Если бы, однако, фактический брак уже состоялся, то не мог Гза предлагать расстрелять зятя Кончака.
Весть о Романе Владимира с Кончаковной принес на Русь, возможно, сам Игорь (или Овлур), но в момент окончания «Слова» брак еще не состоялся не только по христианскому, но и по половецкому обряду.
Во-вторых, если бы «Слово» впервые было оглашено по поводу венчания и крещения, внука Игоря, то естественно было ожидать услышать хоть одно слово об этом внуке, в «Слове» же нет о нем абсолютно ничего. Можно было ожидать также что-то о Кончаковне - тоже ни слова, наконец, ни о самой свадьбе, ни о Владимире Игоревиче особо - также ни слова. А ведь естественно было бы пожелать новобрачным долгой жизни и счастья.
Наконец, и может быть самое главное, как видно из сказанного, «Слово» имело особое задание, особую цель и приурочивание его к свадьбе было нелогичным, а главное, запоздалым: его действенность приурочивалась к лету, когда еще можно идти в поход, но не к октябрю с его дождяmи и ненастьем.
Наконец, есть и чисто фактическая неувязка. В летописи сказано точно о браке второго сына Игоря, о Владимире же сказано глухо: «тогда же вернулся Владимир из плена» и т. д. Это не значит, что Владимир вернулся из плена в день свадьбы своего брата, а приблизительно в то же время, это могло быть и до свадьбы Святослава и после нее. Как известно, летописи записывали события не очень точно, как правило, события, случившиеся в этом году, излагались не в строго хронологическом порядке; часто событие, растянувшееся на значительный срок, записывалось под годом его начала или под годом его конца, а иногда просто упоминалось попутно.
Гораздо важнее вопрос: где было написано «Слово». Некоторые исследователи колеблются между Киевом и Черниговом, как местами, где оно было написано. Нам кажется, что «Слово» дает совершенно определенный ответ, что оно было написано в Черниговской области, например, Новгород-Северске, резиденции Игоря, или, еще вероятнее в Курске, резиденции Всеволода, брата Игоря.
Это видно из прославления Игоря в конце: «зло ти телу кроме головы, - Русъкый земли без Игоря». Игорь сравнивается здесь с головой Руси. Нет ни малейшего сомнения, что Игорь не играл подобной роли на Руси, он был «малым» князем и все. Если бы не «Слово», то имя его было бы в настоящее время безвестным.

****************************************

• ЧТО СДЕЛАТЬ:
(A) Извлеките из текста о «Слове» без изменений фрагмент, который открывается словами, содержащими «Весть о Романе», и завершается на «по половецкому обряду.».
(B) Напишите продолжение текста о «Слове», начиная сразу после его последнего предложения.
Приведённые далее записи для работы с текстом о «Слове» не понадобятся.

****************************************

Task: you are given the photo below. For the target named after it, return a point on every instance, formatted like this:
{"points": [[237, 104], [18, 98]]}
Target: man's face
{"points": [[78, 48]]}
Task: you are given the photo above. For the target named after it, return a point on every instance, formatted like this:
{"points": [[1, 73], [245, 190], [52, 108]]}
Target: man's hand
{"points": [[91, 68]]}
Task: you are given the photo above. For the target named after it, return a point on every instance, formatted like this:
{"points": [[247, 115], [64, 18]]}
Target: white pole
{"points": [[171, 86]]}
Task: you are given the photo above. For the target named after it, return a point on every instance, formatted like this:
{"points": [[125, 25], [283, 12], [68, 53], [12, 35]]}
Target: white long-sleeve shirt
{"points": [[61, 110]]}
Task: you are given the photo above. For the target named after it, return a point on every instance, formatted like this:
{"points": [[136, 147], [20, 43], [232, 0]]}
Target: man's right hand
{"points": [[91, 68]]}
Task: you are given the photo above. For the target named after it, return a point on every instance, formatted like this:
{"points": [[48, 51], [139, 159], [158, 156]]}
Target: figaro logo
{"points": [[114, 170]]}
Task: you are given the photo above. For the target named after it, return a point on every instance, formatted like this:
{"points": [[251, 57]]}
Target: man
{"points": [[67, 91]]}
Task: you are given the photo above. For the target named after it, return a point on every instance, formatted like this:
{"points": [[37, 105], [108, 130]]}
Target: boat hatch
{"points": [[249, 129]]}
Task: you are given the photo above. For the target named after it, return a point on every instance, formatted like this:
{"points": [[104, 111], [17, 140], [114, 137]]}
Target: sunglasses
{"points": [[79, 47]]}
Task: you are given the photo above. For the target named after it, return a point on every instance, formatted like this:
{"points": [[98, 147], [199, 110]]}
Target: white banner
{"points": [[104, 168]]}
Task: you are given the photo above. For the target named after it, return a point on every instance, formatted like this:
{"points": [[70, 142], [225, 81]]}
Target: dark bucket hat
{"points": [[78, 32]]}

****************************************

• РЕЗУЛЬТАТЫ УПРАЖНЕНИЯ:
(A)
Весть о Романе Владимира с Кончаковной принес на Русь, возможно, сам Игорь (или Овлур), но в момент окончания «Слова» брак еще не состоялся не только по христианскому, но и по половецкому обряду.

(B)
Если бы «Слово» писал ось в Киеве, то это место было бы в кричащем противоречии с тем импозантным положением, которое предоставлено «Словом» Святославу Киевскому, именно его, великого князя, старейшего князя по положению и по летам, отчасти и по влиянию, можно было назвать головой Руси.
Столь преувеличенный комплимент по адресу Игоря в Киеве был бы неприличным. Совсем другое дело, если певец употребляет этот комплимент, воспевая своего князя. Каждому понятно, что, выставляя своего князя не в совсем выгодном свете, ибо поражение всегда остается поражением, певец к концу старался сгладить неприятное впечатление.
То же самое мог сделать из уважения к своему покровителю и певец, если он был вассалом князя Всеволода, - комплиментом он делал приятное князю Всеволоду. Чем больше мы приглядываемся к «Слову», тем все более находится доказательств того, что автором был курянин.
Бросается, прежде всего, в глаза длинная хвалебная тирада по адресу курян: «а мои ти куряне» и т. д., ни в походе, ни вообще куряне не занимали такого места, которое отведено им певцом. Это можно объяснить только тем, что автор хотел понравиться своей аудитории, расточая слушателям похвалу.
О собственно войске Игоря ни слова, а о курянах целый отрывок, - неспроста.
Далее Всеволод изображен самыми положительными чертами. Ведь Игорь тоже бился, был ранен, но о поведении его во время битвы ни слова. Центральной фигурой битвы сделан не Игорь, как старший и военачальник, а Всеволод.
Правда, Всеволод в битве отличился, но несомненно, что главные распоряжения отдавал Игорь. Комплименты без конца - «буй тур» - тоже неспроста.
Наконец, отрывок о том же Всеволоде, где говорится о его пренебрежении ранами, своим добром, покоем и т. д., также почему-то подчеркивает все только по отношению к Всеволоду. Если Всеволод, действительно, отличился в бою - ладно, но ведь и Игорь бросил дом, добро, покой, молодую жену и т. д., но об этом ни слова! Что-то неспроста.
Наконец, правда ли, или неправда ли, отчего не похвалить свою княгиню - Глебовну, назвав ее красавицей?
Но самым доказательным будет, конечно, язык «Слова». Действительно, есть данные, что в «Слове» имеются курские провинциализмы. Отметим, что автор «Слова» был из области севера[2] или курянином, т. е.·с севера современной Украины.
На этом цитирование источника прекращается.